WRITTEN INSTRUCTION —
Format the items from their first line through the line containing "point(18, 223)" as a JSON list of strings, one string per line, with blank lines and pictures omitted.

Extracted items
══════════

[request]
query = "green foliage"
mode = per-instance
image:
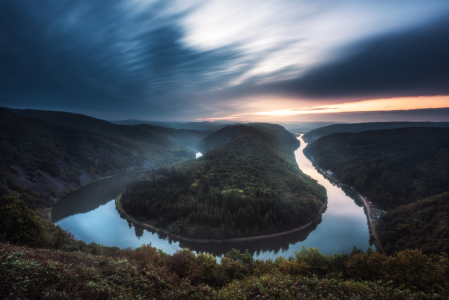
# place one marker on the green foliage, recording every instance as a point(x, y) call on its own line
point(420, 225)
point(391, 167)
point(44, 154)
point(149, 273)
point(396, 169)
point(315, 134)
point(248, 184)
point(18, 223)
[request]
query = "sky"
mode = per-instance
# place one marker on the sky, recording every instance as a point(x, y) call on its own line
point(233, 60)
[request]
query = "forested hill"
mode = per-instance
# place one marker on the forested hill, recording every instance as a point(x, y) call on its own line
point(229, 133)
point(421, 225)
point(142, 132)
point(405, 171)
point(249, 184)
point(391, 167)
point(40, 159)
point(315, 134)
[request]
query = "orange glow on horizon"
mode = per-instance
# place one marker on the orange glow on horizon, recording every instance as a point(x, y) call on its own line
point(400, 103)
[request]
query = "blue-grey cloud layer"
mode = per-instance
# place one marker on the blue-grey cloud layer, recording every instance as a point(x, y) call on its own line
point(410, 63)
point(103, 58)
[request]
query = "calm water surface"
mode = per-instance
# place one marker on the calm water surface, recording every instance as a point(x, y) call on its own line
point(91, 216)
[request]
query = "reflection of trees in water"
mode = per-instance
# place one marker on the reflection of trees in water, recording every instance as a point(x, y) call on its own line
point(274, 244)
point(91, 196)
point(139, 231)
point(352, 194)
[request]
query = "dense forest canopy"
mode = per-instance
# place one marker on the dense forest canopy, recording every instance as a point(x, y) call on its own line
point(391, 167)
point(405, 171)
point(249, 184)
point(420, 225)
point(315, 134)
point(47, 153)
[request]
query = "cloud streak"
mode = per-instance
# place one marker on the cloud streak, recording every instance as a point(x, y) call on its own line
point(176, 59)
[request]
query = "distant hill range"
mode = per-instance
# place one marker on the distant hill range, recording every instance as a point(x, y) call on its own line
point(315, 134)
point(403, 170)
point(46, 153)
point(205, 125)
point(247, 183)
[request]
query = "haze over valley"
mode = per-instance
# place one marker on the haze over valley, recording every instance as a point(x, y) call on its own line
point(185, 149)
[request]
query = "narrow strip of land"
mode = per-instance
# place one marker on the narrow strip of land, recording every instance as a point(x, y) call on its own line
point(209, 241)
point(367, 206)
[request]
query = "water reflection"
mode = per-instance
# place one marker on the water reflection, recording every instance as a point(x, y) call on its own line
point(90, 214)
point(92, 196)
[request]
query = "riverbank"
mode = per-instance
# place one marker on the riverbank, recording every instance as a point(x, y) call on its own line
point(370, 220)
point(211, 241)
point(364, 202)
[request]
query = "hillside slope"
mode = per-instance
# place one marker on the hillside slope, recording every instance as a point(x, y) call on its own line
point(41, 159)
point(391, 167)
point(315, 134)
point(248, 184)
point(423, 225)
point(141, 132)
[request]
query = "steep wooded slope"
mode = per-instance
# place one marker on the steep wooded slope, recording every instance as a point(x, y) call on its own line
point(421, 225)
point(315, 134)
point(41, 159)
point(392, 167)
point(248, 184)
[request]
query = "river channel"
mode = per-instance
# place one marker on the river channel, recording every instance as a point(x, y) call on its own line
point(90, 214)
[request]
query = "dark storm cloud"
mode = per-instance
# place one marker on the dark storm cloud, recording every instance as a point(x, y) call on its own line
point(96, 53)
point(169, 58)
point(408, 63)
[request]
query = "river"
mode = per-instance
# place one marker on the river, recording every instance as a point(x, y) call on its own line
point(90, 215)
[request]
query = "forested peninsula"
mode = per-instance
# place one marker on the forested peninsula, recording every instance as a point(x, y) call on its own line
point(247, 183)
point(404, 171)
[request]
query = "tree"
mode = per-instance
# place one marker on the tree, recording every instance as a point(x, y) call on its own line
point(19, 224)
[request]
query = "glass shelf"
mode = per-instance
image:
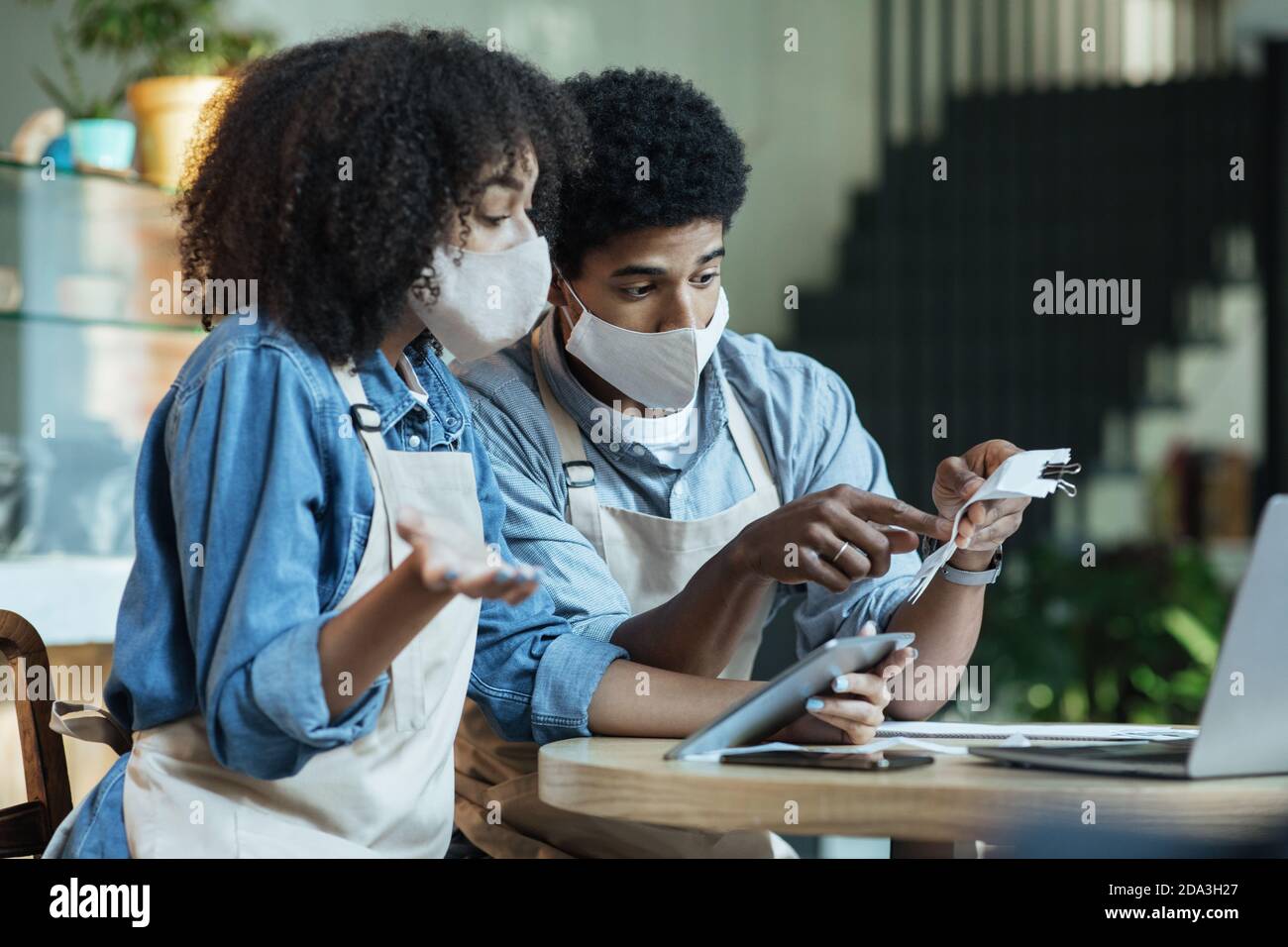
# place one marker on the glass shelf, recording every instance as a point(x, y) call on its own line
point(84, 360)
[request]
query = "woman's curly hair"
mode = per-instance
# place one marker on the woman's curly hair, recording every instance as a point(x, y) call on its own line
point(419, 116)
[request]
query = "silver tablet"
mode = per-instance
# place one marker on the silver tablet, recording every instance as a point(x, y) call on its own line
point(782, 699)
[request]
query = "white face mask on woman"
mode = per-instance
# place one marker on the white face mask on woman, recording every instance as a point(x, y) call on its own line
point(488, 302)
point(658, 369)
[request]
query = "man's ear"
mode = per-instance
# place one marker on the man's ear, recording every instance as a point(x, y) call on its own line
point(555, 295)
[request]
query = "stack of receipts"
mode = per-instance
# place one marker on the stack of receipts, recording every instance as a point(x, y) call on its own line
point(1029, 474)
point(900, 735)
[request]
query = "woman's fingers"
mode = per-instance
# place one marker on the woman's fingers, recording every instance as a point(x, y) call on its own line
point(894, 665)
point(871, 686)
point(858, 720)
point(503, 582)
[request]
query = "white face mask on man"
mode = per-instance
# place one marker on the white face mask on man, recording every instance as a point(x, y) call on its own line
point(488, 300)
point(658, 369)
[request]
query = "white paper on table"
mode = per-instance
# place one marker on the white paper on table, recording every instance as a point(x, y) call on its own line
point(872, 746)
point(1020, 474)
point(1109, 732)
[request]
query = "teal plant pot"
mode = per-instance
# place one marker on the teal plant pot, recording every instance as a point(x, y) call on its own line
point(102, 142)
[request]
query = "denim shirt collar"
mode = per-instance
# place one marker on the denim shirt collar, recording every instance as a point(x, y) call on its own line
point(584, 407)
point(391, 398)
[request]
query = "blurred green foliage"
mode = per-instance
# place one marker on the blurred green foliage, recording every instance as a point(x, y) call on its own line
point(146, 38)
point(1131, 639)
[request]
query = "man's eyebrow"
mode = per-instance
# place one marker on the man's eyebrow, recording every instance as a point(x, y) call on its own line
point(634, 269)
point(638, 270)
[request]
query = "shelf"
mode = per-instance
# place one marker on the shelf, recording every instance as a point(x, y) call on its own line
point(191, 324)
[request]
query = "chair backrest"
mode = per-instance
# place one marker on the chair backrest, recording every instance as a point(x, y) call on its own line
point(26, 828)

══════════

RESPONSE TO THE EXERCISE —
[
  "[request]",
  "query = \"green foliage\"",
  "mode = per-instance",
  "image:",
  "# place one marker on the green foliage, recording every instance as a point(x, y) call on its own line",
  "point(420, 225)",
  "point(391, 167)",
  "point(44, 154)",
  "point(149, 273)",
  "point(396, 169)",
  "point(315, 134)",
  "point(248, 184)",
  "point(18, 223)"
]